* PROBLEM DETAILS: Can you retype the listing below word for word, from the line with "Box every visible grassy slope." through the line with "0, 229, 309, 467", including both of those lines?

# START OF MATERIAL PROVIDED

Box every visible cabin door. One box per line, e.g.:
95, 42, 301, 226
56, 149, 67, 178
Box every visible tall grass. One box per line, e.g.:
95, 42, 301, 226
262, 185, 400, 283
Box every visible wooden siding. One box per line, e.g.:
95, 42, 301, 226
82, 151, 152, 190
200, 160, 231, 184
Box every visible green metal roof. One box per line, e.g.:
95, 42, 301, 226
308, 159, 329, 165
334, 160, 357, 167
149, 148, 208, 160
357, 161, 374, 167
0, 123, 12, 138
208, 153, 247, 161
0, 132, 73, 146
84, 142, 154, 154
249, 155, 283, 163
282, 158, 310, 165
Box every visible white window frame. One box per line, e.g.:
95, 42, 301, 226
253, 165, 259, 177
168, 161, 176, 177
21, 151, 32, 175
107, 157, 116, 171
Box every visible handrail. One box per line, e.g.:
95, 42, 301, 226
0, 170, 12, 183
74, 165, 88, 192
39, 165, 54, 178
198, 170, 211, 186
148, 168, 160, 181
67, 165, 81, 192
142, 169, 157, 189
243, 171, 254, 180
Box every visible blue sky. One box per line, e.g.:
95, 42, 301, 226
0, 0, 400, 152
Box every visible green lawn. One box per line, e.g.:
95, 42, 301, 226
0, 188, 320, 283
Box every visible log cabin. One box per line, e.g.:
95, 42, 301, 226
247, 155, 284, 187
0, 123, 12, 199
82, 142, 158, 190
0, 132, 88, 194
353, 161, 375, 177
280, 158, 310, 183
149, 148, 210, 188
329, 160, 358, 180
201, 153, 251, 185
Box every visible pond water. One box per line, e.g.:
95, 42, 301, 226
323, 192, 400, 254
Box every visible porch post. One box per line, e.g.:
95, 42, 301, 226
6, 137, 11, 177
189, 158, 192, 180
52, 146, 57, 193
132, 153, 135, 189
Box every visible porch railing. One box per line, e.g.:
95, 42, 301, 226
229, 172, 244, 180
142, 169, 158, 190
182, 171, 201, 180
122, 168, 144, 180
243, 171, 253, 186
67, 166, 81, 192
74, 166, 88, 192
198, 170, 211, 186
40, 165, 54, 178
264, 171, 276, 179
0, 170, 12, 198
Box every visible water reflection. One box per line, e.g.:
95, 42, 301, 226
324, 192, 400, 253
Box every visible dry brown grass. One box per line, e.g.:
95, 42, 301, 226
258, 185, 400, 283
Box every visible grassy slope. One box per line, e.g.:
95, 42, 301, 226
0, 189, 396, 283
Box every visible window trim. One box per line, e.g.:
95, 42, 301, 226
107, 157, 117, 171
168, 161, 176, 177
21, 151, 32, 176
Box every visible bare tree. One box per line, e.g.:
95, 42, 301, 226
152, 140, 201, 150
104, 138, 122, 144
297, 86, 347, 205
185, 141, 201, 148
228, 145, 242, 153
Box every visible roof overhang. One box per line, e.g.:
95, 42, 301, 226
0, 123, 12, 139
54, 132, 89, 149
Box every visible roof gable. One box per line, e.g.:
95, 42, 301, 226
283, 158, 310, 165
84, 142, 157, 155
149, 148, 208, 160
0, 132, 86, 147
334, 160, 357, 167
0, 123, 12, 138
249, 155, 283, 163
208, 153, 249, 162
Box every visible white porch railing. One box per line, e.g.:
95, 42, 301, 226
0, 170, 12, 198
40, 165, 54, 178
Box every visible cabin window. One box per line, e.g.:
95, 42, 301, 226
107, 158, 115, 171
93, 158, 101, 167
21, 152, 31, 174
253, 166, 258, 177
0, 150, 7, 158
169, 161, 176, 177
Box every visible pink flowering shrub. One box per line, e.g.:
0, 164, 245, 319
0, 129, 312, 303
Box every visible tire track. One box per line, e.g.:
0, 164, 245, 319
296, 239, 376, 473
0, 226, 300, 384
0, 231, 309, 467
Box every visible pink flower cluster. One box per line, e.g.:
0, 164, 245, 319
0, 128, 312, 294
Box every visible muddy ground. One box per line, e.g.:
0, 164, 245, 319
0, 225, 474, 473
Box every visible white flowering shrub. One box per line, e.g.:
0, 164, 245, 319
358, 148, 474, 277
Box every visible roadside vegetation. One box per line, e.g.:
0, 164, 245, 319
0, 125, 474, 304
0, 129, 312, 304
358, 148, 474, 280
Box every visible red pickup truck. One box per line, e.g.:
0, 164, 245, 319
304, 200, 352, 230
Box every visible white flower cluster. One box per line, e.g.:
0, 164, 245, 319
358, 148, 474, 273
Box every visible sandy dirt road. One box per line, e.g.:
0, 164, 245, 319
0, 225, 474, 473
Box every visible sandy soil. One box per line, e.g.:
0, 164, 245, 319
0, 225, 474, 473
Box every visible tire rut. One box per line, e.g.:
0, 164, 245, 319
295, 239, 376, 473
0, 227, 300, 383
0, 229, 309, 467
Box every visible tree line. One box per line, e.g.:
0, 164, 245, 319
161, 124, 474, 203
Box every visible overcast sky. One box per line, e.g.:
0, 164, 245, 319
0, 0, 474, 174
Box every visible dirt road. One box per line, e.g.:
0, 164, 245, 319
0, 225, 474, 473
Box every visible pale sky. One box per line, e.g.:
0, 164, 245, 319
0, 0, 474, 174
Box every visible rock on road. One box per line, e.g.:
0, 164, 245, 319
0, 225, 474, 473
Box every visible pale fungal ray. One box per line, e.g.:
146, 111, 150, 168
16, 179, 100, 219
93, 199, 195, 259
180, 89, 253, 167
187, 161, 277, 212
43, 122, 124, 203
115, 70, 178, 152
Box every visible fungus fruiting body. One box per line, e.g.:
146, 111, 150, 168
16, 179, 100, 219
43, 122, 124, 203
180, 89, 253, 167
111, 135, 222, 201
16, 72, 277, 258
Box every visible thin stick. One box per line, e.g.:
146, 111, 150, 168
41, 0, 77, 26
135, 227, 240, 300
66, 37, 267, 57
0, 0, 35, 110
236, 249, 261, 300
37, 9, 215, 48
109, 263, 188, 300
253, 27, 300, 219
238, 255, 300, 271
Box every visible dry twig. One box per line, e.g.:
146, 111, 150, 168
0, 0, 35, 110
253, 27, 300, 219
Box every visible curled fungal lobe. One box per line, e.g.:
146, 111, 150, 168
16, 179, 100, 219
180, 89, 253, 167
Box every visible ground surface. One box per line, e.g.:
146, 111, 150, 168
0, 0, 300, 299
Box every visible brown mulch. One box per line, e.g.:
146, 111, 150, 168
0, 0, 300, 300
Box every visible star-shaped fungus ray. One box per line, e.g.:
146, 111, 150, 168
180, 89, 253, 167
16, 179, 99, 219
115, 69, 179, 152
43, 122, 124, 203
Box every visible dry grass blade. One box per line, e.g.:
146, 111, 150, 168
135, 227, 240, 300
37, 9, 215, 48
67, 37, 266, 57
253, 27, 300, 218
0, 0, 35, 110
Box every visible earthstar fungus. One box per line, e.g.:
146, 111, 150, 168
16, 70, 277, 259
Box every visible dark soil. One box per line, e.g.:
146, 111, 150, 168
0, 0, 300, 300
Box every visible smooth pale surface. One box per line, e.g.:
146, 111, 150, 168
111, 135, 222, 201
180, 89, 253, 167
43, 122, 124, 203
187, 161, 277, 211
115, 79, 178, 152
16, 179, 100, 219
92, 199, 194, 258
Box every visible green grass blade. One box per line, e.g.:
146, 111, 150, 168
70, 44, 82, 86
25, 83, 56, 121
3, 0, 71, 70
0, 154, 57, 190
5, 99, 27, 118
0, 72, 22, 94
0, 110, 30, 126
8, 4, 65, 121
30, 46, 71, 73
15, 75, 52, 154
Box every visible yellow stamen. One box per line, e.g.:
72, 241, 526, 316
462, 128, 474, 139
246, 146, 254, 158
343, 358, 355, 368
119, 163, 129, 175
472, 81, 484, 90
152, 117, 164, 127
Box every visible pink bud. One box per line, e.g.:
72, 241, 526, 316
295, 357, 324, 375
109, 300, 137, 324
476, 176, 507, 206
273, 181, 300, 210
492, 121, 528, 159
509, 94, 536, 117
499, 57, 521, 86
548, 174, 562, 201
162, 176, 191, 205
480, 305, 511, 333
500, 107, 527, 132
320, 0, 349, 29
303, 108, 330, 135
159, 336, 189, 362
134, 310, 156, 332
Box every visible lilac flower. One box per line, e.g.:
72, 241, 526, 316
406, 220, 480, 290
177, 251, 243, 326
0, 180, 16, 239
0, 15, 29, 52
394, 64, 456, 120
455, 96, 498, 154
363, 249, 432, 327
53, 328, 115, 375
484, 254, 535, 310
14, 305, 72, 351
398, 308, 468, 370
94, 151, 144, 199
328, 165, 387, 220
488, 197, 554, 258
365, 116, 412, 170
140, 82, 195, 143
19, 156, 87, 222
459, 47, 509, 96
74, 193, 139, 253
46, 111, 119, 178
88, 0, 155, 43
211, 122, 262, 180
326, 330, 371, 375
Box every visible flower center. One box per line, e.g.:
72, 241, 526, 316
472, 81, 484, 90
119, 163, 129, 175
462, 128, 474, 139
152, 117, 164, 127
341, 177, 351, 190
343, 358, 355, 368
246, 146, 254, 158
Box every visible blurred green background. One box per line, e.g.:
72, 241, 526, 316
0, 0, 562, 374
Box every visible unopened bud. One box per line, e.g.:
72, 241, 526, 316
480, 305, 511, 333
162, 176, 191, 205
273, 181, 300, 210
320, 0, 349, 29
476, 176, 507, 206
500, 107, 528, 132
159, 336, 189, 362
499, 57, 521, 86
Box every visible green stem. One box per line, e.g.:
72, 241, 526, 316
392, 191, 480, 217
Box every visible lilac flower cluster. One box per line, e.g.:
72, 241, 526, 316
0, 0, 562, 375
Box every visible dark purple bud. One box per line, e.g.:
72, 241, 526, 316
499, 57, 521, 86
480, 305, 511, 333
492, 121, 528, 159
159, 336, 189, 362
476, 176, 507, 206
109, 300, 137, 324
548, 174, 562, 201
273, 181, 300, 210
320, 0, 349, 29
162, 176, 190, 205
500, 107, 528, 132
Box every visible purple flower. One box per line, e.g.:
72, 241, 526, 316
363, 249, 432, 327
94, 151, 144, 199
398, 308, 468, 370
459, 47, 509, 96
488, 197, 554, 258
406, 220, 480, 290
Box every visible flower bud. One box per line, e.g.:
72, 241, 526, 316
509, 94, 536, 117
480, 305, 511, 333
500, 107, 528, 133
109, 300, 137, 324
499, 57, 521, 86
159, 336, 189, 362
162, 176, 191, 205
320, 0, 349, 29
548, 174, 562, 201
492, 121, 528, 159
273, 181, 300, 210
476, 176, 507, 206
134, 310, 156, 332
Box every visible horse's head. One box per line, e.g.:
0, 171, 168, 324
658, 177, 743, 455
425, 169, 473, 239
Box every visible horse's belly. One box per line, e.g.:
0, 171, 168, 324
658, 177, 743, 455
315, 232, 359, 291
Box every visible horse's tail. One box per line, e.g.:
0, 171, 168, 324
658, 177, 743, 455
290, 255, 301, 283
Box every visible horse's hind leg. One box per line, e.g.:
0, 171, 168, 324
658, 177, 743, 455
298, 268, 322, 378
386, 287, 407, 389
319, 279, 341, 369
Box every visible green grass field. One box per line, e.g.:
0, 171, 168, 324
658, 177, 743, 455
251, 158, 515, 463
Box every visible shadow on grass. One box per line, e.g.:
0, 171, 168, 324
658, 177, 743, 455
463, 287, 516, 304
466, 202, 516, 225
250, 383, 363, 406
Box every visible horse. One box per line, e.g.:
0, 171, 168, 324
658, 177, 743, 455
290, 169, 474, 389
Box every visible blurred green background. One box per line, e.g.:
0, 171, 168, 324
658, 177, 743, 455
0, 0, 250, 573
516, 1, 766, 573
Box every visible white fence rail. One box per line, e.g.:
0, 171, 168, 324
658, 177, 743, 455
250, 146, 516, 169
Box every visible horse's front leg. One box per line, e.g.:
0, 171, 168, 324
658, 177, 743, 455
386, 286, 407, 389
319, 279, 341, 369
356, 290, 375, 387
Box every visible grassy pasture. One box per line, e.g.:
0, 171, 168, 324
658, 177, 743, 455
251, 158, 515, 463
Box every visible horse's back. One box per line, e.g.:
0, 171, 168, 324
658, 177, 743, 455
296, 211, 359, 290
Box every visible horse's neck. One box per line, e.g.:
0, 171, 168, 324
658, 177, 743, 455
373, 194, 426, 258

# END OF MATERIAL PROVIDED

* RESPONSE TO THIS TASK:
Box every visible grassy slope. One box per line, e.g.:
95, 42, 301, 226
0, 189, 396, 283
Box every visible window trim. One box per line, e.g.:
95, 42, 301, 226
107, 157, 117, 171
168, 161, 176, 177
21, 151, 32, 176
Box every visible bare tree. One box per line, e.g.:
95, 42, 301, 226
152, 140, 201, 150
104, 138, 122, 144
297, 86, 347, 205
185, 141, 201, 148
228, 145, 242, 153
Box every visible roof overhang. One box per line, e.g.:
95, 42, 301, 226
0, 123, 12, 139
54, 132, 89, 149
Box every visible roof gable. One box per line, e.g.:
95, 42, 301, 226
283, 158, 310, 165
84, 142, 157, 155
149, 148, 208, 160
0, 132, 86, 147
334, 160, 357, 167
0, 123, 12, 138
249, 155, 283, 163
208, 153, 249, 162
Box every visible white porch railing. One box per line, e.g.:
95, 42, 301, 226
0, 170, 12, 198
40, 165, 54, 178
Box every visible cabin window. One box per line, e.g.:
95, 42, 301, 226
107, 158, 115, 171
93, 158, 101, 167
21, 152, 31, 174
253, 166, 258, 177
0, 150, 7, 158
169, 161, 176, 177
Box every visible pink flowering shrub. One box per line, e.g.:
0, 164, 245, 319
0, 129, 312, 303
Box every visible tire track. One box per line, e.g.:
0, 164, 245, 319
296, 239, 376, 473
0, 226, 300, 384
0, 231, 309, 467
Box every visible pink flower cluster. One box per line, e.g.:
0, 164, 245, 319
0, 128, 312, 294
Box every visible muddy ground. One box per line, e.g.:
0, 164, 245, 319
0, 225, 474, 473
Box every visible white flowering shrub. One box per line, e.g.:
0, 164, 245, 319
358, 148, 474, 277
Box every visible roadside vegetation. One box per line, e.g.:
0, 164, 245, 319
0, 125, 474, 304
0, 129, 312, 304
358, 148, 474, 280
Box every visible red pickup truck. One box per line, e.g.:
0, 164, 245, 319
304, 200, 352, 230
Box every visible white flower cluster. One box per line, e.g.:
0, 164, 245, 319
358, 148, 474, 273
Box every visible sandy dirt road. One box per line, e.g.:
0, 164, 245, 319
0, 225, 474, 473
Box every visible sandy soil. One box per line, e.g.:
0, 164, 245, 319
0, 225, 474, 473
Box every visible tire rut. One box per line, e.g.:
0, 164, 245, 319
295, 239, 376, 473
0, 227, 300, 383
0, 229, 309, 467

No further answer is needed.